[Begin TEXT EXTRACT]

The National Unity Coalition for Israel is cut from the same cloth as CUFI. In 2002 it held a pro-Israel rally in Washington that included Ehud Olmert as a featured speaker who spoke alongside Gary Bauer and Pat Robertson. Robertson, like the other bible-thumping turds, is a hundred percent for Israel. It is Jews that he doesn’t care much for.
In March 2014, Robertson interviewed Daniel Lapin on his 700 Club TV show about his new book titled “Thou Shall Prosper”. Lapin is a rabbi who has come up with his own version of the “prosperity gospel” that is purveyed in megachurches everywhere. I got a taste of it once selling the Militant outside a Kansas City grocery store in 1978. As a woman strode past me on her way to do her shopping, she pointed to the parking lot and said “See that Buick? Jesus got me that.”
The website for Lapin’s book advises:
The book details the ten permanent principles that never change, the ten commandments of making money if you will, and explores the economic and philosophic vision of business that has been part of Jewish culture for centuries. By blending contemporary business stories and his own business experiences with the wisdom of the Torah, Talmud, and even examples from the Zohar, (the Jewish book of Kabalah or mysticism), Rabbi Daniel Lapin, your rabbi, explains the essence of each commandment and shows you how to use this knowledge to prosper financially.
Rabbi Daniel Lapin helps you understand such timeless truths as “Being in business for yourself”, avoiding the trap of ‘wage-slavery’, learning to become a leader, changing with the times, and particularly this: Everyone, and that includes you, is in business, unless you happen to be a tenured university professor or a Supreme Court judge.
This sort of rings a bell with me. Back in 1957, when I was 12 years old and forced to go to synagogue on High Holy Days, I used to stare at all the mink coats and diamond jewelry. My mom had neither. Back then Jews didn’t need Lapin’s advice; they had a booming economy.
Introducing Lapin, Robertson offered this observation:
What is it about Jewish people that make them prosper financially? You almost never find Jews tinkering with their cars on the weekends or mowing their lawns. That’s what Daniel Lapin says and there’s a very good reason for that, and it lies within the business secrets of the Bible.
He later added that Jews were too busy “polishing diamonds, not fixing cars.” Lapin took that as a compliment.
Lapin was not a featured speaker at the Interfaith Zionist Leadership Summit conference but a couple of other of my co-religionists was there to engage in Muslim-bashing—the obvious purpose of the conference. As Against the Current magazine reported, they were just the sort of people who were obviously comfortable around Gary Bauer and Pat Robertson:
Thomas Neumann, Jewish Institute for National Security Affairs, argued that some people think the problem we face is “radical” Islam, but the problem is in fact Islam. Most Muslims are anti-American and anti-Israel; they are not a fringe who feel this way.

[End TEXT EXTRACT]
[Begin GIVEN INFORMATION]

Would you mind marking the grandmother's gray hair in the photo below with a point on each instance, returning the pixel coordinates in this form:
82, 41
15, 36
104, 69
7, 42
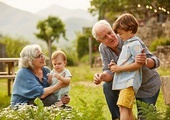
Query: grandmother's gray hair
27, 54
100, 22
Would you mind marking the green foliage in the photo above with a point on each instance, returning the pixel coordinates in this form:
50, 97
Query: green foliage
82, 45
50, 29
39, 112
158, 42
109, 9
167, 114
13, 46
148, 111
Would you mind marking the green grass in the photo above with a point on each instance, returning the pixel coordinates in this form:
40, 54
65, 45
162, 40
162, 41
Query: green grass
82, 87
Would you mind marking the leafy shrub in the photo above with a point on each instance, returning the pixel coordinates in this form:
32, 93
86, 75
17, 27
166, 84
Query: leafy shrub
149, 112
39, 112
160, 41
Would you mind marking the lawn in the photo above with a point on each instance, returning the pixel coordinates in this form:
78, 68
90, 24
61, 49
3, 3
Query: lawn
82, 88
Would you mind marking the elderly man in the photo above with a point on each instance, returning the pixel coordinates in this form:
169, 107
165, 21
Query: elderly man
110, 49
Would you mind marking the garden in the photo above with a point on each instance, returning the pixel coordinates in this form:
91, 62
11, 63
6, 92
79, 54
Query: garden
87, 102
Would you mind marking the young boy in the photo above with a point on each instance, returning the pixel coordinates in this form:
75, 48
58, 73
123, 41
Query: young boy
60, 74
128, 74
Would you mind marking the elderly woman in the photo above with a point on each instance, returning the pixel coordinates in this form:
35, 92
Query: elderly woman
32, 79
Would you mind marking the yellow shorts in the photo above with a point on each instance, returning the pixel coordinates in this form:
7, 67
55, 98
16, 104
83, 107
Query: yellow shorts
126, 97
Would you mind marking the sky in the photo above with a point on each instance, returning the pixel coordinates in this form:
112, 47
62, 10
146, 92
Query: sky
34, 6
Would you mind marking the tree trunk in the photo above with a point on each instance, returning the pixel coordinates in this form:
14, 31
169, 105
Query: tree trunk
2, 55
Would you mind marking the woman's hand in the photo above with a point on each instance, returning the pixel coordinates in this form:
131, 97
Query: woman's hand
65, 99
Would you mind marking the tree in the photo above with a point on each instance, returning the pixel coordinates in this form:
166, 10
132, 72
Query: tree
13, 46
144, 9
50, 30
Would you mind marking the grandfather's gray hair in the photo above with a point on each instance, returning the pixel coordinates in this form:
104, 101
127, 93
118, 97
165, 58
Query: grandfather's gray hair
100, 22
27, 54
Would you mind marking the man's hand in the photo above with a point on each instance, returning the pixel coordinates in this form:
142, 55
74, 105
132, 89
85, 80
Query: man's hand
141, 57
114, 68
97, 78
65, 99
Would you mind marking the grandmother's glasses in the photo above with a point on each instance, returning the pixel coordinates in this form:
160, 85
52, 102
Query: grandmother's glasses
40, 56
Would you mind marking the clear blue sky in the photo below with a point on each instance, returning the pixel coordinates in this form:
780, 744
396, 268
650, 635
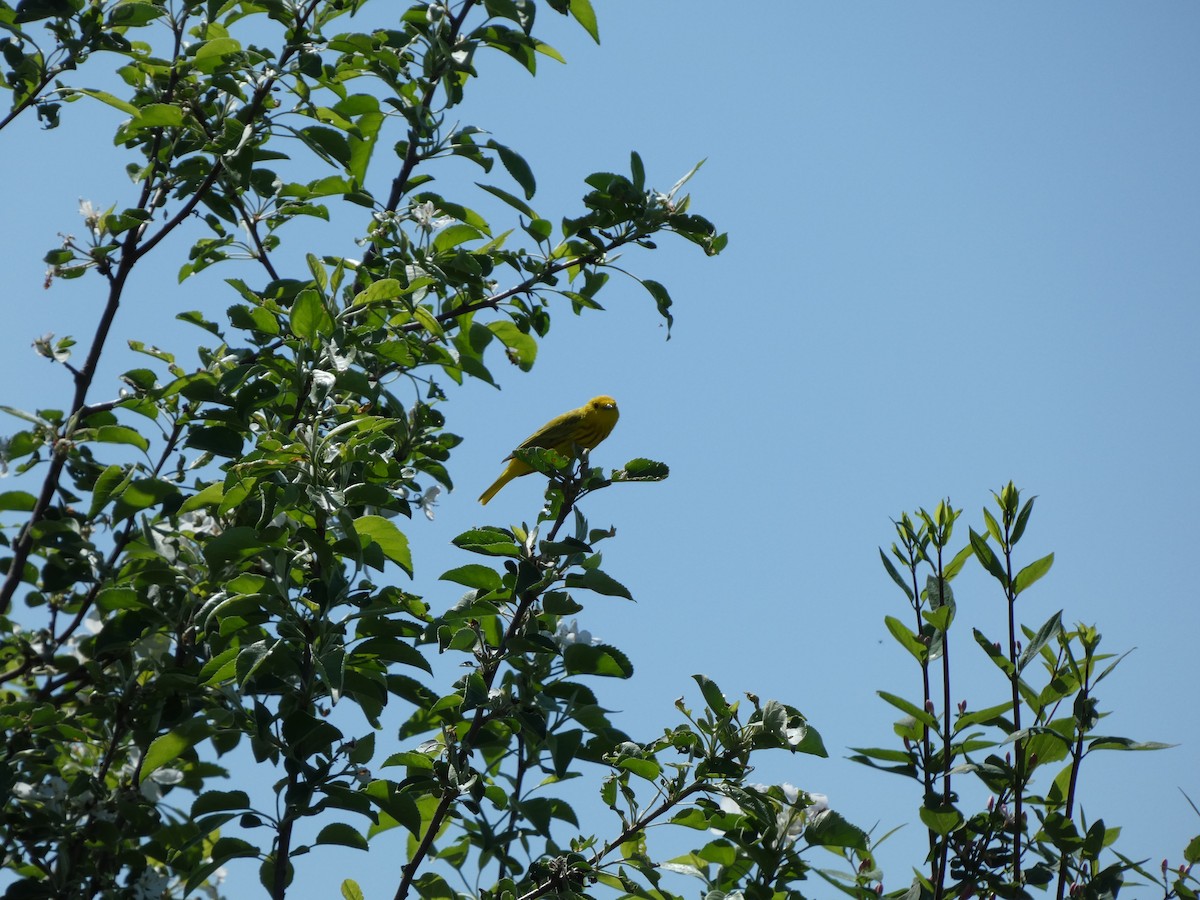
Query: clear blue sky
964, 249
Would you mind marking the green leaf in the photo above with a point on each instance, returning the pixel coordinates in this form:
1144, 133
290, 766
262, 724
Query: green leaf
121, 435
894, 574
988, 558
168, 748
474, 576
342, 834
912, 709
713, 695
220, 802
522, 348
107, 484
105, 97
157, 115
831, 829
219, 439
598, 660
642, 469
661, 299
583, 13
905, 637
390, 539
310, 318
511, 199
1192, 852
1051, 629
1031, 573
18, 501
941, 820
516, 167
490, 541
599, 582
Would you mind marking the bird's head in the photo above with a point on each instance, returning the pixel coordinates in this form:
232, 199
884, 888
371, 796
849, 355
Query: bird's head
603, 402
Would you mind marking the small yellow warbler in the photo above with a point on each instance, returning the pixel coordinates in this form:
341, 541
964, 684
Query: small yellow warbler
583, 427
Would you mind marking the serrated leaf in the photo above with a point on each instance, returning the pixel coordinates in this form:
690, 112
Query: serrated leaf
597, 659
599, 582
474, 576
341, 834
1031, 573
390, 539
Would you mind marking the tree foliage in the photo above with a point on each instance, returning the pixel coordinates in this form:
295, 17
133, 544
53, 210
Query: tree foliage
205, 573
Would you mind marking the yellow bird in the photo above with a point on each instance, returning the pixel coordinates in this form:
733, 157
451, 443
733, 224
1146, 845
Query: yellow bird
585, 427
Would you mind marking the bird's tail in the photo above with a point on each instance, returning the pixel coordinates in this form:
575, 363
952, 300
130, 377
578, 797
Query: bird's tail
505, 477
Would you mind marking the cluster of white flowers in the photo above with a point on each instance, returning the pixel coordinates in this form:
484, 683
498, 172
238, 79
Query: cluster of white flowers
570, 633
795, 814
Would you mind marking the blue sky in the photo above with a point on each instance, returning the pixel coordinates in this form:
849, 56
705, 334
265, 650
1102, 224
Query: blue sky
964, 249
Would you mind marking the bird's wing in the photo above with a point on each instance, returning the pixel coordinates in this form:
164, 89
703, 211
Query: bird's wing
558, 431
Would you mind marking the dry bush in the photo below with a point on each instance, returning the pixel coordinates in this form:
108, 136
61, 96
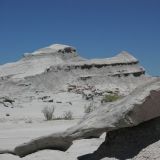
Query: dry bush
48, 112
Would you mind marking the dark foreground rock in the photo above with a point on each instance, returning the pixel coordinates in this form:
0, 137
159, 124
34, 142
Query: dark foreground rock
118, 119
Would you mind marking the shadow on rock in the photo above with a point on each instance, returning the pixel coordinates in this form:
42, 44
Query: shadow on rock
127, 142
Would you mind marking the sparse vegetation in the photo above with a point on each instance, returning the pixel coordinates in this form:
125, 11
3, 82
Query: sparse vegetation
110, 98
48, 112
89, 108
68, 115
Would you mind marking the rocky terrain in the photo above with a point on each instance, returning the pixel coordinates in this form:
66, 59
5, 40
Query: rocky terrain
57, 75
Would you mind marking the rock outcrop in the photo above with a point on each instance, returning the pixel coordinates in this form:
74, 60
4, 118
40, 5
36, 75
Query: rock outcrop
117, 119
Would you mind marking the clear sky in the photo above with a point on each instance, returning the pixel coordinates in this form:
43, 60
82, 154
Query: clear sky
97, 28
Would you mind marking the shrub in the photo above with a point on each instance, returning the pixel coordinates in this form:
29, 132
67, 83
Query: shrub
110, 98
68, 115
89, 108
48, 112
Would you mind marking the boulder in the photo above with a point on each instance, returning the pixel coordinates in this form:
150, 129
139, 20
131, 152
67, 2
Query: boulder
142, 105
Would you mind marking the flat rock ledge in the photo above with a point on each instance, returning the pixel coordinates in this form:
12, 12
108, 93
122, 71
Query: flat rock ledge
131, 124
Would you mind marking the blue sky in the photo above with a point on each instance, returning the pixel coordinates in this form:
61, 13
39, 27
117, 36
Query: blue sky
97, 28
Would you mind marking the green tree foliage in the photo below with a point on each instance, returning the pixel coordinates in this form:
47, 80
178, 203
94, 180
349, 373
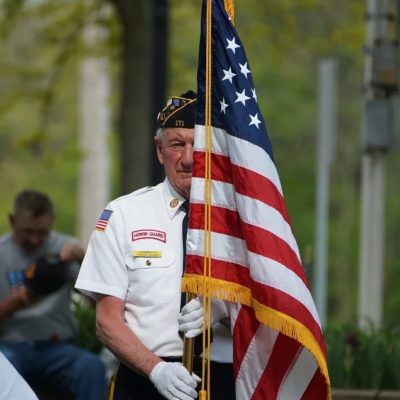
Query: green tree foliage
40, 49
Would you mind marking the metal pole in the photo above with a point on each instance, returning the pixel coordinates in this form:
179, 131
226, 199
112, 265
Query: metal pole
94, 130
373, 181
326, 144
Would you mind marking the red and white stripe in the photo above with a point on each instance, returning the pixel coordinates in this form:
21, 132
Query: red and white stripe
252, 245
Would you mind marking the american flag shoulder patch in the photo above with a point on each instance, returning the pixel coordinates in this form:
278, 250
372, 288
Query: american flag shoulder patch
103, 220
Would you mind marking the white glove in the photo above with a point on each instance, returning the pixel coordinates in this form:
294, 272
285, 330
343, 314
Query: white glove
173, 381
191, 318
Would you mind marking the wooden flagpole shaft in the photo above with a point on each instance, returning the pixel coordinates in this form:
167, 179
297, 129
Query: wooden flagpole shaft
188, 344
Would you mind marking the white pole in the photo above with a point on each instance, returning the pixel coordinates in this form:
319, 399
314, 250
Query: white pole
326, 144
373, 188
94, 130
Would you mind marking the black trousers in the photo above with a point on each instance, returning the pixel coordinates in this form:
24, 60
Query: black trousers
129, 385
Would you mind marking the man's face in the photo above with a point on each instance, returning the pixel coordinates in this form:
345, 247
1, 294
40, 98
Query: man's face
30, 232
175, 152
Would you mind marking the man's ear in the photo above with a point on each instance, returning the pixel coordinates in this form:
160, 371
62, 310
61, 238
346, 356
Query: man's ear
158, 143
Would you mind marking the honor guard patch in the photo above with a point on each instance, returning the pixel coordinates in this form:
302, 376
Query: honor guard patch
149, 234
103, 220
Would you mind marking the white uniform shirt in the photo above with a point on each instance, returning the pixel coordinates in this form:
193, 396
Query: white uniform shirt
12, 385
137, 257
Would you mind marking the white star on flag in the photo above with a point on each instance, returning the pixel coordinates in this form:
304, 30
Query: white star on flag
254, 120
232, 44
228, 74
241, 97
244, 70
224, 106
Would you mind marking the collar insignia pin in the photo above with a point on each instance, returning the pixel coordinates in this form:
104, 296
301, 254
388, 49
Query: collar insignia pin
173, 203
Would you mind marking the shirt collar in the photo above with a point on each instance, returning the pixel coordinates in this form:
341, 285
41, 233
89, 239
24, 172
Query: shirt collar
173, 200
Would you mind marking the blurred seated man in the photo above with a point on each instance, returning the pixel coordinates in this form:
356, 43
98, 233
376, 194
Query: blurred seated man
38, 267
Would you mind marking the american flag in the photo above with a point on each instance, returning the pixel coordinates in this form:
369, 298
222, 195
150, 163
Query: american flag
279, 349
103, 220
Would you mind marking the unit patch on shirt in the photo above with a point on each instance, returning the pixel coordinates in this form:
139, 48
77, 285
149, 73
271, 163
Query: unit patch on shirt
149, 234
103, 220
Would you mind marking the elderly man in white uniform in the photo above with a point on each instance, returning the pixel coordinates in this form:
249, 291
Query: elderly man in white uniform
133, 269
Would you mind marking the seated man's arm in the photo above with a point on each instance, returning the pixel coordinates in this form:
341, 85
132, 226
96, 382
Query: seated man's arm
21, 298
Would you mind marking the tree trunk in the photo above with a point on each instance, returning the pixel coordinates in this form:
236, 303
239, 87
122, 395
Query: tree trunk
135, 130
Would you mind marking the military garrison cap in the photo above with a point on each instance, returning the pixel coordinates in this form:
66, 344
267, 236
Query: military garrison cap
178, 112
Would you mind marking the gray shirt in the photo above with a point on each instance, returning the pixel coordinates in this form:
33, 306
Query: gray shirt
49, 319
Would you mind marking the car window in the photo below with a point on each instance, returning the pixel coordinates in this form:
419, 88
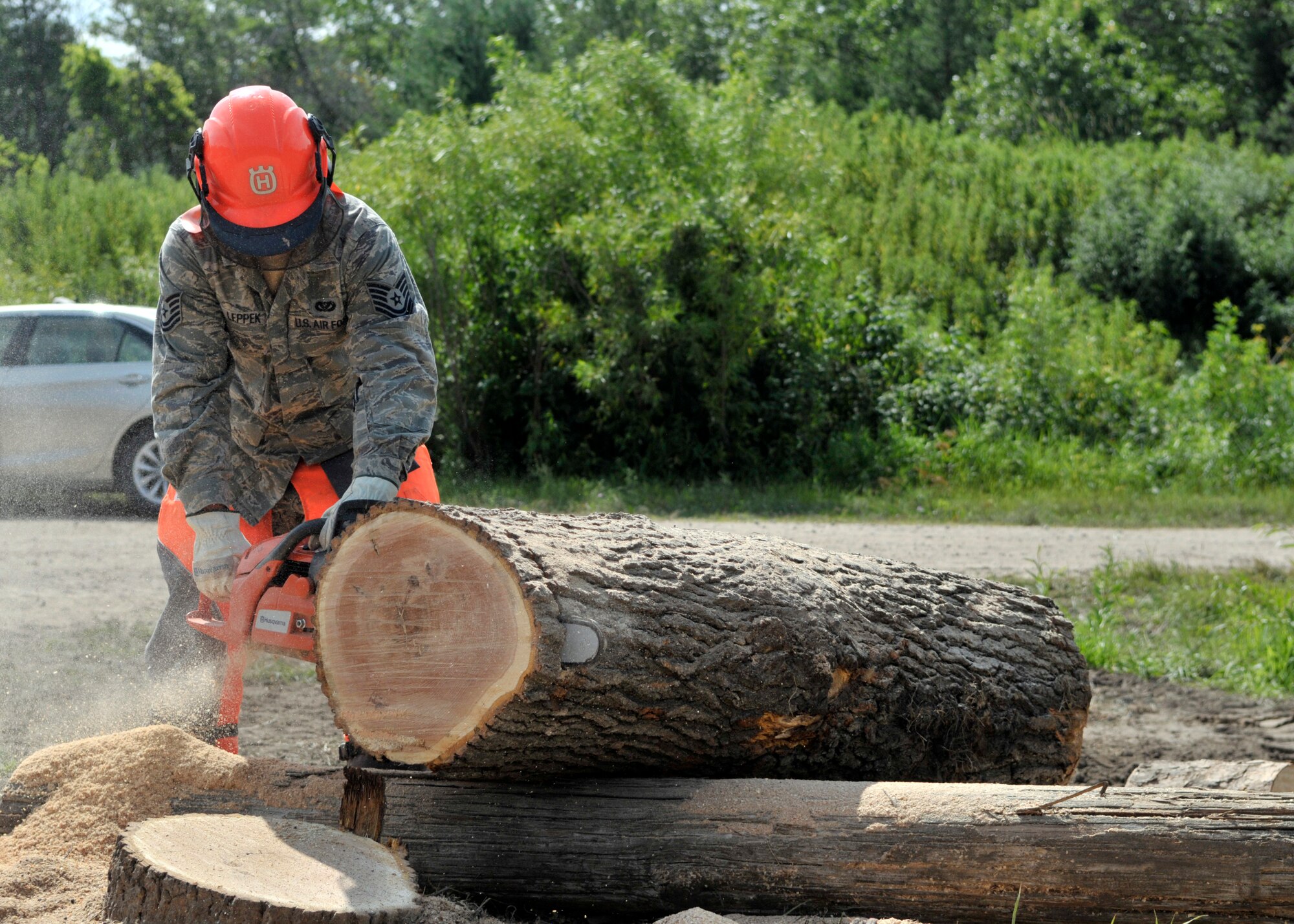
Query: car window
8, 328
74, 340
137, 346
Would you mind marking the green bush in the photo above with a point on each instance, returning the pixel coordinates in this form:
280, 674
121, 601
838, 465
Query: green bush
68, 235
632, 278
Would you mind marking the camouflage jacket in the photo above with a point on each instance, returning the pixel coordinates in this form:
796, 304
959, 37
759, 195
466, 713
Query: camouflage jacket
245, 384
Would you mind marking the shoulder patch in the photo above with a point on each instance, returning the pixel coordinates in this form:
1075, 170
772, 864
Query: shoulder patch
170, 313
395, 301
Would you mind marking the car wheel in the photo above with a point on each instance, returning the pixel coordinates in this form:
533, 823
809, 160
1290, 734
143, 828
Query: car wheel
139, 472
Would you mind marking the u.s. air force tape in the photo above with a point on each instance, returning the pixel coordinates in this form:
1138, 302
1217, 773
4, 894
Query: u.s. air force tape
169, 316
395, 301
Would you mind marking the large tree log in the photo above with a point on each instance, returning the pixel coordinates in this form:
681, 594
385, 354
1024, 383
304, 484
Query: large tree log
1248, 776
637, 848
512, 645
243, 870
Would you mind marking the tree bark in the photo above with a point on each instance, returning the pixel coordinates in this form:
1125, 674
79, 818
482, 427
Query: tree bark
243, 870
500, 644
632, 850
1245, 776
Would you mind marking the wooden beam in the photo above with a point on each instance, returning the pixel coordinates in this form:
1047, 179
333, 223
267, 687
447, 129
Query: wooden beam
626, 848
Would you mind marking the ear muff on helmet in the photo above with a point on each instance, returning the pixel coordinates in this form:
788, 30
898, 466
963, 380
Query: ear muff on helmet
195, 169
323, 137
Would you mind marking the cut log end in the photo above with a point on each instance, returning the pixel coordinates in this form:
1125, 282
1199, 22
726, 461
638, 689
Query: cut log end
237, 869
437, 635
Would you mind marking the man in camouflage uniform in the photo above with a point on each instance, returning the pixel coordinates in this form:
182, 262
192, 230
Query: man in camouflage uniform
291, 337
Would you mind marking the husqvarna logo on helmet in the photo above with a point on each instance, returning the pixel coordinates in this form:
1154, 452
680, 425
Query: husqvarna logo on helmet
263, 181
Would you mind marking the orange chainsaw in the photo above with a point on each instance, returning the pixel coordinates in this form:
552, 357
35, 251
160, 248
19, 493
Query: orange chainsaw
271, 609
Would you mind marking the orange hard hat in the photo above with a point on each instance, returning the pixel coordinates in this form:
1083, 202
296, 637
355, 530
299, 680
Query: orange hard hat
261, 168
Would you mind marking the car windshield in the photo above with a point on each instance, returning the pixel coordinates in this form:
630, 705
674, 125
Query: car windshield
8, 328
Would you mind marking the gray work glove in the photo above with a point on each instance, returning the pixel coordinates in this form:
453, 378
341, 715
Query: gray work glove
364, 489
217, 548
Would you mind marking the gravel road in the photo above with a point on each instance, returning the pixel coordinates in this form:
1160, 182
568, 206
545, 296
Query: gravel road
78, 600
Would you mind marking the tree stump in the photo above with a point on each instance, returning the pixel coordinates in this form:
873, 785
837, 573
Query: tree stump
244, 870
500, 644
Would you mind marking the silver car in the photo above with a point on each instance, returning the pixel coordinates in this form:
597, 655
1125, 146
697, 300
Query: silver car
74, 401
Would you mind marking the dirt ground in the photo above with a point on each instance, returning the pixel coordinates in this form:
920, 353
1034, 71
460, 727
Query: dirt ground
78, 600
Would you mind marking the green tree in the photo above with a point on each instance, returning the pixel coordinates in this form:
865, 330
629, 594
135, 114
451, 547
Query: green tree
1075, 68
125, 118
33, 100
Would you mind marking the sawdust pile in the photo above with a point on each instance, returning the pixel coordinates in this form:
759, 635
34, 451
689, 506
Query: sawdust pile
54, 868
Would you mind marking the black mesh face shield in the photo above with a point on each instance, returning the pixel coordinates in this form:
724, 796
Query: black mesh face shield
327, 227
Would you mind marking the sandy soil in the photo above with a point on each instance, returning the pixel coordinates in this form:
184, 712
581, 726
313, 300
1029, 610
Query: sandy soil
78, 600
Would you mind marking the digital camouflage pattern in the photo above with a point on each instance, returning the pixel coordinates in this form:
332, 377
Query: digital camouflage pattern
245, 384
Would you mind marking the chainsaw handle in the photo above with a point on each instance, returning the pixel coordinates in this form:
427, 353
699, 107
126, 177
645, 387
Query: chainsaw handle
293, 539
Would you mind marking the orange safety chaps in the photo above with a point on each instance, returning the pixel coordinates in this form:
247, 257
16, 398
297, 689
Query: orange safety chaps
320, 486
187, 666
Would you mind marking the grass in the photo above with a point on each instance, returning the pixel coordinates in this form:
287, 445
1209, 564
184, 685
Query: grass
932, 504
1231, 630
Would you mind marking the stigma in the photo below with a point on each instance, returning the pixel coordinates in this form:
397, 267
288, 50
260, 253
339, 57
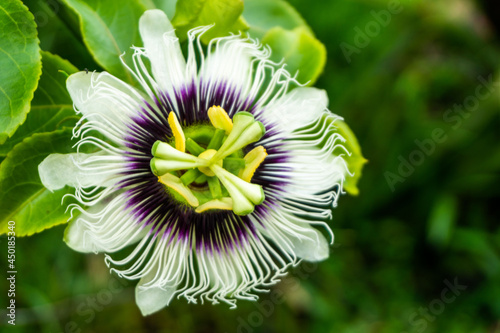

[End GIVEN INFORMATION]

_WHAT NEEDS TO BE DONE_
Determine whether each statement agrees with the text on Pat Robertson and Daniel Lapin, answering yes or no and quoting the words of the text that decide it. 1. Ehud Olmert was a featured speaker at the 2002 pro-Israel rally in Washington. 2. Daniel Lapin was a featured speaker at the Interfaith Zionist Leadership Summit conference. 3. The woman outside the Kansas City grocery store credited Jesus with getting her a Cadillac. The records that accompany the text were drawn from a separate source.

_WRITTEN ANSWER_
1. Yes: "In 2002 it held a pro-Israel rally in Washington that included Ehud Olmert as a featured speaker"
2. No: "Lapin was not a featured speaker at the Interfaith Zionist Leadership Summit conference"
3. No: "See that Buick? Jesus got me that."